* [Exercise 1] Please copy word for word the section of the yoga article below that opens with the words containing "Yoga as exercise" and closes with "quality of life.".
* [Exercise 2] Write the next part of the article about yoga classes in Prestonsburg, starting after its last sentence.

PRESTONSBURG – To some people, yoga is something only new age hipsters do. However one fitness instructor is bringing yoga to the community of Prestonsburg. Troy Burchett, a fitness instructor at Pro Fitness also teaches yoga at First United Methodist Church located in downtown Prestonsburg.
Yoga as exercise or form of alternative medicine got a boost during the “yoga boom” of the 1980’s when Dean Ornish, MD, a medical researcher connected yoga to heart health, legitimizing yoga as a purely physical system of health exercises unconnected to a religious denomination. Since then, yoga has been used as a supplementary therapy for diverse conditions such as cancer, diabetes, asthma, depression and even AIDS.
Many of the students in Burchett’s yoga class say they sought the class after a medical condition affected their quality of life.
Kendell Epperson, age 74, is a student in Burchett’s class. Epperson said after having a pacemaker put in, he developed an infection in the area around the device. The infection was so severe, doctor’s had to perform surgery and remove the pacemaker and attempt to clean out the infection that had built up surrounding the device. The infection left Epperson with loss muscle control and left him with limited movement of his neck and shoulder.
“Taking this class in only four weeks has given me my life back,” said Epperson. “A little more than a month ago I was unable to turn my head. I can now turn my neck any direction I wish and can easily lift my arm and move my shoulder. The benefits of this class for me have been amazing. I recommend everyone come and try it. Don’t be embarrassed, it will be the best decision you have ever made.”

* [Data listing]
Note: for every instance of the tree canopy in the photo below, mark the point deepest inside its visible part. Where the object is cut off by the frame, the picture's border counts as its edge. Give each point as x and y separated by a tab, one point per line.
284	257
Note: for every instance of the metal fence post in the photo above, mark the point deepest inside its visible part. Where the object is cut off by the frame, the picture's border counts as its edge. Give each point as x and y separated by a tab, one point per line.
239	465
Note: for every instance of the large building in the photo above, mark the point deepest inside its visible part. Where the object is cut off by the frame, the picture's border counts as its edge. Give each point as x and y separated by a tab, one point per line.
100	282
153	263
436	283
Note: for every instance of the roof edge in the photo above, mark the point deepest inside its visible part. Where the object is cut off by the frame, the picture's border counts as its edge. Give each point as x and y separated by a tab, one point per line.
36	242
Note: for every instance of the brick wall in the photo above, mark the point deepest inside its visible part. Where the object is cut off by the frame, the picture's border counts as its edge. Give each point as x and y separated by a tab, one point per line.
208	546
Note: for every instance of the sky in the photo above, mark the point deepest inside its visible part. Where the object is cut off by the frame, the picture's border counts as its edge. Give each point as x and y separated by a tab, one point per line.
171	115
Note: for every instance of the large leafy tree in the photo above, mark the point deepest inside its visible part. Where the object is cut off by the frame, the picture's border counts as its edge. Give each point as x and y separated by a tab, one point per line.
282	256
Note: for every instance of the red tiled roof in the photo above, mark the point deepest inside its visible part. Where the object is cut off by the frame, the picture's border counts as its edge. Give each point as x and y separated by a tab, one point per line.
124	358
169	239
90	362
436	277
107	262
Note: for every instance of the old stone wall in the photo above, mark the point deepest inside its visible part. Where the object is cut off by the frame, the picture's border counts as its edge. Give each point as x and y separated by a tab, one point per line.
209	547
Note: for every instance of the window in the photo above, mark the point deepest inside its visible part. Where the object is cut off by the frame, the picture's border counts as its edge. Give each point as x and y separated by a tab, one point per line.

* [Exercise result 1]
Yoga as exercise or form of alternative medicine got a boost during the “yoga boom” of the 1980’s when Dean Ornish, MD, a medical researcher connected yoga to heart health, legitimizing yoga as a purely physical system of health exercises unconnected to a religious denomination. Since then, yoga has been used as a supplementary therapy for diverse conditions such as cancer, diabetes, asthma, depression and even AIDS.
Many of the students in Burchett’s yoga class say they sought the class after a medical condition affected their quality of life.

* [Exercise result 2]
The class has a variety of individuals ranging from twenty-somethings to eighty-somethings. Yoga is something anyone can do and should do according to Burchett.
Yoga as exercise or alternative medicine is a modern phenomenon which has been influenced by the ancient Indian practice of Hatha yoga. It involves holding stretches as a kind of low-impact physical exercise, and is often used for therapeutic purposes. Yoga has been studied as an intervention for many conditions, including back pain and stress.
Mable Brown, age 87, is a student in Burchett’s yoga class. Brown suffers from Lumbar spinal stenosis. She takes yoga class a couple times a week at the urging of her children to stay active.
“I have always tried to exercise and stay in shape throughout the years. My children push me to exercise and I enjoy the company and the workout allows me to stay flexible, which is important when you’re my age,” said Brown.
Jerri Williams, pastor of the church also participates in Burchett’s yoga classes.
“We all benefit from any physical movement and exercise. I believe it is important to take care of the mind, body and spirit,” said Williams. “When we first started the class as we would progress through different moves, you could hear pops and cracks of joints. Now after a few classes, it is obvious the flexibility and movement has improved as the poses are becoming easier. We want to invite anyone who would like to try yoga to come down to the church Monday, Wednesday, or Friday or all three days if you like and try it out with us. We are hoping to start an evening class soon, but that has not been finalized.”
Yoga as a low impact workout is an easy way for those who haven’t exercised in a while or may have health concerns or limited mobility to begin an exercise routine.
“A lot of people say they would love to take a yoga class but they don’t think they can,” said Burchett. “I don’t know of anyone with an expiration date on the bottom of their foot. It doesn’t matter if you can do all the moves, what matters is your moving and movement is good for the joints and the body.”
Burchett teaches yoga for free, some give a love offering at the church every Monday, Wednesday and Friday at noon and at Pro-Fitness Multisports on Tuesday and Thursday at noon.